(Beginning of Excerpted data)

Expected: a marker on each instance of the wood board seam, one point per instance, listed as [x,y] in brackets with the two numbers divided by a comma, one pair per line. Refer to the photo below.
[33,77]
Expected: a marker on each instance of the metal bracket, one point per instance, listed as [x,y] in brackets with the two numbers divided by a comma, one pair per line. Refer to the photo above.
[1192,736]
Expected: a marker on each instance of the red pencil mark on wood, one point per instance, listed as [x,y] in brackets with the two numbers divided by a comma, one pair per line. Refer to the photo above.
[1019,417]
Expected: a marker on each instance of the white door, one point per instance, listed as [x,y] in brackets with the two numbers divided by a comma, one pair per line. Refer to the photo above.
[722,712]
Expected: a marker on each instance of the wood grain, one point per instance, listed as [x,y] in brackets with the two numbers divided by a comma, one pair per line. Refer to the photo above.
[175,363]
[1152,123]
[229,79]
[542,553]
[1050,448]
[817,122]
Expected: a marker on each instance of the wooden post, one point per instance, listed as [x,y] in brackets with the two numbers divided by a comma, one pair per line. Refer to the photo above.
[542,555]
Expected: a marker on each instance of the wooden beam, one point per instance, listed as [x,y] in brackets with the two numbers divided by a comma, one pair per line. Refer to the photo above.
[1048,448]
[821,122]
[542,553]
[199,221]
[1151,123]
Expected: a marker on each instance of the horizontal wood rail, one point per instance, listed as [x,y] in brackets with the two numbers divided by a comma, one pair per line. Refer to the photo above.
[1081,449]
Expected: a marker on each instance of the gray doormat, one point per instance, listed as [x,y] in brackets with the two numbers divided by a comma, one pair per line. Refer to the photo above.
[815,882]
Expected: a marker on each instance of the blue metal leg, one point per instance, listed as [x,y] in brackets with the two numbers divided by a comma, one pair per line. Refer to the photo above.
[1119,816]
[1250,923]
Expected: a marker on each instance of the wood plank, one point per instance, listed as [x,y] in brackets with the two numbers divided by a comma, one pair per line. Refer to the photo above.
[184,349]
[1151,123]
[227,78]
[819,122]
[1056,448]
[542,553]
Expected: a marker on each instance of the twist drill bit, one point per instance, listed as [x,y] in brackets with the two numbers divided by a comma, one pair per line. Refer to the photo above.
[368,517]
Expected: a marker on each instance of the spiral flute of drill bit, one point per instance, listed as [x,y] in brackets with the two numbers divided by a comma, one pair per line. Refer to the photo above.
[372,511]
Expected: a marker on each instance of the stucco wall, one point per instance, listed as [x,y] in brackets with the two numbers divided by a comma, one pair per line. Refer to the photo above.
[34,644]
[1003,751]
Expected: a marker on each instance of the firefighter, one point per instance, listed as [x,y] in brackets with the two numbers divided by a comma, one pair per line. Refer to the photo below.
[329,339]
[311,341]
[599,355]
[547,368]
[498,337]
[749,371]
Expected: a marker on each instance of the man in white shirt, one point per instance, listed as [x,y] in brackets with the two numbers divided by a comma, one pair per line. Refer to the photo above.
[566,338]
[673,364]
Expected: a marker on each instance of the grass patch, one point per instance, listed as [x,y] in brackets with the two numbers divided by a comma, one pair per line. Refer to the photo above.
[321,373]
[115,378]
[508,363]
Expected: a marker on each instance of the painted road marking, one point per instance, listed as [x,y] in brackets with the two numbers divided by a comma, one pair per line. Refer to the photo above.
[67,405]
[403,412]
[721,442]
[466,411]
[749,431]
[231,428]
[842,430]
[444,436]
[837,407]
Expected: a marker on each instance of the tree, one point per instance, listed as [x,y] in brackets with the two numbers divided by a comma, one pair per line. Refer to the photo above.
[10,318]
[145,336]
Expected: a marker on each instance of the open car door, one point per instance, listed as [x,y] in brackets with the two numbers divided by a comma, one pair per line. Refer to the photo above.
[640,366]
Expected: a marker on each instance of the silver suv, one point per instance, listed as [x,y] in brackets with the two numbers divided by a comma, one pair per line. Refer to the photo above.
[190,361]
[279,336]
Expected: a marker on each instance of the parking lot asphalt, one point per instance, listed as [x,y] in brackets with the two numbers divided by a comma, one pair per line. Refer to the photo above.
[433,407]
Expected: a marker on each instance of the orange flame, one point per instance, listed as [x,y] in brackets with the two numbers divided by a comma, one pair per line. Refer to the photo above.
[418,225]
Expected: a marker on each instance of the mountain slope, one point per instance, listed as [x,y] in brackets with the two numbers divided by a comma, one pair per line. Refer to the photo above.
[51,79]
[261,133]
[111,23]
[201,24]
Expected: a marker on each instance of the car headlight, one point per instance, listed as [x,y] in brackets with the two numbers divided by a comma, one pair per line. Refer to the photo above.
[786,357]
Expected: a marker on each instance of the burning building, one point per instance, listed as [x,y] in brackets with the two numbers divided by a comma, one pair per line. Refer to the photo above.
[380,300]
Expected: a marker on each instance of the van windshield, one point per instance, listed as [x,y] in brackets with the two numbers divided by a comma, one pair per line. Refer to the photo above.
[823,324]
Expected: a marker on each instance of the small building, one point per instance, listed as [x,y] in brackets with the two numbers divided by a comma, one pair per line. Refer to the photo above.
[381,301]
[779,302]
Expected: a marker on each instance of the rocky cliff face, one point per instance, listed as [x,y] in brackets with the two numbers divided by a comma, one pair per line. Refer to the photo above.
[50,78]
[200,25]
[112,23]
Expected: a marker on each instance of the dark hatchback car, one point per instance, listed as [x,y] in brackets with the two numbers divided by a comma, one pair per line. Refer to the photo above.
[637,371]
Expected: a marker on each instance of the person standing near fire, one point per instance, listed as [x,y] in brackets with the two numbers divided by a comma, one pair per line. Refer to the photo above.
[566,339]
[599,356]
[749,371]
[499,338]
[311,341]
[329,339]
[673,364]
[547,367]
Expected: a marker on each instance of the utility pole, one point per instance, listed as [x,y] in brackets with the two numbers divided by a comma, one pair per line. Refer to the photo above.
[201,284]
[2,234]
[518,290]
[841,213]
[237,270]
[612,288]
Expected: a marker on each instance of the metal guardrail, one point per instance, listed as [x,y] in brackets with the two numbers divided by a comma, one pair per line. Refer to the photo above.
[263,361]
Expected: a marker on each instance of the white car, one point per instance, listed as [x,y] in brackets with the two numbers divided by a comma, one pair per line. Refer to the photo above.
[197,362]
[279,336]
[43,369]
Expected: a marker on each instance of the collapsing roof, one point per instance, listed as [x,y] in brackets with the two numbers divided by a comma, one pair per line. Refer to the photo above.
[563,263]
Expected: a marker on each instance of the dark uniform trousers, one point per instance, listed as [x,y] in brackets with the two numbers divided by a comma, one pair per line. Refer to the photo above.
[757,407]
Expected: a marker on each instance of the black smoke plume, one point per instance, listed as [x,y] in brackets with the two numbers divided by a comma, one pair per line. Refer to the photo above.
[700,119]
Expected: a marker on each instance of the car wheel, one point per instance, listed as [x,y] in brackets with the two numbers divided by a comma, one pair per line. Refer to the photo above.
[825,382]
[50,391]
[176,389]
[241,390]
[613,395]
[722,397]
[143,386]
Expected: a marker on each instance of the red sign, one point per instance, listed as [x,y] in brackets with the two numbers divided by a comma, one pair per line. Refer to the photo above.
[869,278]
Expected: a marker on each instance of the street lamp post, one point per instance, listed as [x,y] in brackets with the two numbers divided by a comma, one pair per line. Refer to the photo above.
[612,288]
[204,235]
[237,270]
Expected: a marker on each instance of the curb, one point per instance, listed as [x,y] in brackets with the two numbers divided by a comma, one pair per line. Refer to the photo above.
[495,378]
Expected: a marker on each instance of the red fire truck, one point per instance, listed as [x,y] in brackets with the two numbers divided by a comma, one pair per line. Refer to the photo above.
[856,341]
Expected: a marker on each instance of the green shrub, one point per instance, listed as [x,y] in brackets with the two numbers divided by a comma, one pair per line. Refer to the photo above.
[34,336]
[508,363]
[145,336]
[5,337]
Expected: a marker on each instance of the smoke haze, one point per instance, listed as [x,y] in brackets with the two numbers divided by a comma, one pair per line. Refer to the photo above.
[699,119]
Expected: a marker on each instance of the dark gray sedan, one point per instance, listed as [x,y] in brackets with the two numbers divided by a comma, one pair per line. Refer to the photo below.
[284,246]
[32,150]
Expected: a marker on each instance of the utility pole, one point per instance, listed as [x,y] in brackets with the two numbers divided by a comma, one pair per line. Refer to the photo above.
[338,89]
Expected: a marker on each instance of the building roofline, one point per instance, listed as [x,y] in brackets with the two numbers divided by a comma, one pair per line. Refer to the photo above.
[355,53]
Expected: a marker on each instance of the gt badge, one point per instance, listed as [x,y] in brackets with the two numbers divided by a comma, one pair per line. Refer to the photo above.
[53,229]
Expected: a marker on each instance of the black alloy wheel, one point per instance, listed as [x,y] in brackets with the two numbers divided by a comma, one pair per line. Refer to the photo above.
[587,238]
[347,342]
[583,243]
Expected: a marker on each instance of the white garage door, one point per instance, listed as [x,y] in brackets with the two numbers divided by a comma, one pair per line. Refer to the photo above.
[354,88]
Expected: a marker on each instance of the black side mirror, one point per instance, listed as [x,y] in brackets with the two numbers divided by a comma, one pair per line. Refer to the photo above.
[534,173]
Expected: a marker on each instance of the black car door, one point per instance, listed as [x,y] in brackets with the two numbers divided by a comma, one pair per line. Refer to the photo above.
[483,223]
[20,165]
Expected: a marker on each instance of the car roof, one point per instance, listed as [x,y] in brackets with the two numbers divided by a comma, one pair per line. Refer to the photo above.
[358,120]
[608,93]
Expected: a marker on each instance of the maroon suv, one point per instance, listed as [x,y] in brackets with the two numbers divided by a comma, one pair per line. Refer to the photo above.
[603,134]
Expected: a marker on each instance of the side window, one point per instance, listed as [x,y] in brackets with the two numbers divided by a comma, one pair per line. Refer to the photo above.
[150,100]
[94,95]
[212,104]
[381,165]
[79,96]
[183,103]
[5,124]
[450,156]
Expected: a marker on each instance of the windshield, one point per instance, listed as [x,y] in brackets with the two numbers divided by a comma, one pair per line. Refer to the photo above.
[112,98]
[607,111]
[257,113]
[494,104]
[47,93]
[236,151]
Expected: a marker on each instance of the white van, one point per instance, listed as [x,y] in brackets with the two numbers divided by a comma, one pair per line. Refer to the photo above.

(End of Excerpted data)

What you need to do
All lines from the one containing "Expected: a marker on each instance of the side" through the final line of the records above are to be set down exactly, and no other line is to appear.

Expected answer
Expected: a marker on each instance of the side window, one point per instance, listed as [x,y] in brackets with the two numbers divided by a comma, one pair per line. Refer to the photo above.
[150,100]
[94,95]
[212,104]
[381,165]
[79,96]
[183,103]
[5,124]
[450,156]
Expected: a marker on each instance of the windshield, one point per instance, listed as [x,y] in brackets with the two numbers divided by a comma, one pair per line. Refer to the photo above.
[112,98]
[607,111]
[257,113]
[494,104]
[47,93]
[236,151]
Expected: a marker on each instance of the white van, one point per instance, listed as [x,y] in brackets with the two numbers divided by a comma, one pair per line. Refer to the photo above.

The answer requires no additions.